TASK DETAILS
Please copy every line below word for word, in the same order.

= = = =

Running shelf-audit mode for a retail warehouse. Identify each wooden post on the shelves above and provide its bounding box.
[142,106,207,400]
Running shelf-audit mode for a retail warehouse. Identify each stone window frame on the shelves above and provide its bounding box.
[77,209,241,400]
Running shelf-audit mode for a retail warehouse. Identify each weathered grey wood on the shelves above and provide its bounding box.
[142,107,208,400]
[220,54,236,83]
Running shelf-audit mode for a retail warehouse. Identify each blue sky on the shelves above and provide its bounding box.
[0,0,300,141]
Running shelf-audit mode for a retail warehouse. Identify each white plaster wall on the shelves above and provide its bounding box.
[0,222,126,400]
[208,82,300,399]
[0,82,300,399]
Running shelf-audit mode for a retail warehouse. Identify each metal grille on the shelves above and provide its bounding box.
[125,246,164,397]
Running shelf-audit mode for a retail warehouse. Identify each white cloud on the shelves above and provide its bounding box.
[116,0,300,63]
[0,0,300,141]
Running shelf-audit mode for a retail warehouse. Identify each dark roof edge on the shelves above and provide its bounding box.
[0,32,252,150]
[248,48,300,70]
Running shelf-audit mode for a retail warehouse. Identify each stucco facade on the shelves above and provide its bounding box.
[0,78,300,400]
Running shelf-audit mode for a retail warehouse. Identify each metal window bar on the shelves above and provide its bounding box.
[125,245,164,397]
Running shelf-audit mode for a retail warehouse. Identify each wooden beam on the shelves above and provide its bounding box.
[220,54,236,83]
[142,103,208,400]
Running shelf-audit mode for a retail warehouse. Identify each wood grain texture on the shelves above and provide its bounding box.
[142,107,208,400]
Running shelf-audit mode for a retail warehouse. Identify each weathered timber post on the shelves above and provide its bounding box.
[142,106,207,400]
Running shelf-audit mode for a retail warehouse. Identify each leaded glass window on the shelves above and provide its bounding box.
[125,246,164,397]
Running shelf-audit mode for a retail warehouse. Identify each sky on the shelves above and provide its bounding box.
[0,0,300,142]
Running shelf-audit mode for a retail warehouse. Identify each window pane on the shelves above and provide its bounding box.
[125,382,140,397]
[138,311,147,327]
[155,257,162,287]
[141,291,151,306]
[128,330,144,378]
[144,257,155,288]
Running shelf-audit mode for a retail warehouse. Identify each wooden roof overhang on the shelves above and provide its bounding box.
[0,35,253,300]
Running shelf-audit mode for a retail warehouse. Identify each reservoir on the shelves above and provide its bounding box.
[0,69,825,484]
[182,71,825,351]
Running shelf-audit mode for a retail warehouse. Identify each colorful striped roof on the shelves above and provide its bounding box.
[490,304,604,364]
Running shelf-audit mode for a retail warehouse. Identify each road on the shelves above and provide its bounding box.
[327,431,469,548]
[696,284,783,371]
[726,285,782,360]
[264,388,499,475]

= = = =

THE OUTPUT
Running shelf-audit mode for a retail warehouse. Identify each wooden post on the shelves above and provide its bounding box.
[142,106,207,400]
Running shelf-audit mode for a retail warehouse. Identify each stone window frame on the shelves above and provide its bounding box.
[77,209,241,400]
Running shelf-audit mode for a retail warehouse. Identify each weathered grey wood on the shelves above and provide its bounding box.
[142,107,208,400]
[220,54,236,83]
Running shelf-audit mode for a retail warehouse. Identify each blue sky on the shelves above and provide its bounding box.
[0,0,300,141]
Running shelf-audit mode for a retail warehouse. Identify each white plaster wall on the shelves above and provide its bounding box.
[0,222,126,400]
[208,82,300,399]
[0,82,300,399]
Running shelf-audit mode for a retail warehouse. Identify each metal grille on the shelves above and provide its bounding box.
[125,246,164,397]
Running shelf-audit mode for a retail warehouse. Identify each white cloud on the shelves above and provide its bounding box.
[116,0,300,63]
[0,0,300,141]
Running shelf-audit mode for a retail warehouse. Identify each dark roof edge on the shelves above and provide its bounding box.
[0,32,252,150]
[248,48,300,70]
Running shelf-audit mode for a retail warehouse. Identify each stucco facade on the shelves above and provide its bounding box.
[0,78,300,400]
Running shelf-audit mode for a retail warehouse. Identify each metal window bar on the shelves above and provide its bounding box.
[125,245,164,397]
Running shelf-audit mode for a retail warehouse. Identify each wooden beam on the shelves above and provide its bounding box.
[220,54,236,83]
[142,103,208,400]
Running shelf-audit mode for a retail warehouse. Identify each wood grain texture on the shelves above and provide its bounding box.
[142,107,208,400]
Running shelf-audit mode for a retail warehouse. Identify each weathered timber post on the shelves above and provide its bounding box.
[142,106,207,400]
Running shelf-audit mode for a retail warehouse. Identify each leaded glass window on the shelves above and provide its bounding box.
[125,246,164,397]
Running shelf-audit mode for a retail warehouse. Identify each sky on the shelves above and provide its bounding box.
[0,0,300,142]
Running shelf-audit mode for a retail warehouse. Identify each window pane on the shelves above and provide its bounding box.
[125,382,140,397]
[138,311,147,327]
[155,257,162,287]
[141,291,151,306]
[128,330,144,378]
[144,257,155,288]
Running shelf-audit mode for a retail warehouse. Identify each wooden roof overhang on the shelves above and provide its bounding box.
[0,35,253,300]
Running shelf-audit mode for a retail warehouse. Identify each reservoir on the shelves above and provide its bounding box.
[0,69,825,484]
[182,71,825,351]
Running shelf-audit mode for a retail warehouse. Identify each colorful striped roof on the shelves above and provide its bounding box.
[490,304,604,364]
Running shelf-audit mode for a retail warehouse. Identify each road on the shelves above and provide its bounding box.
[327,431,469,548]
[696,284,783,371]
[726,285,782,360]
[264,388,499,475]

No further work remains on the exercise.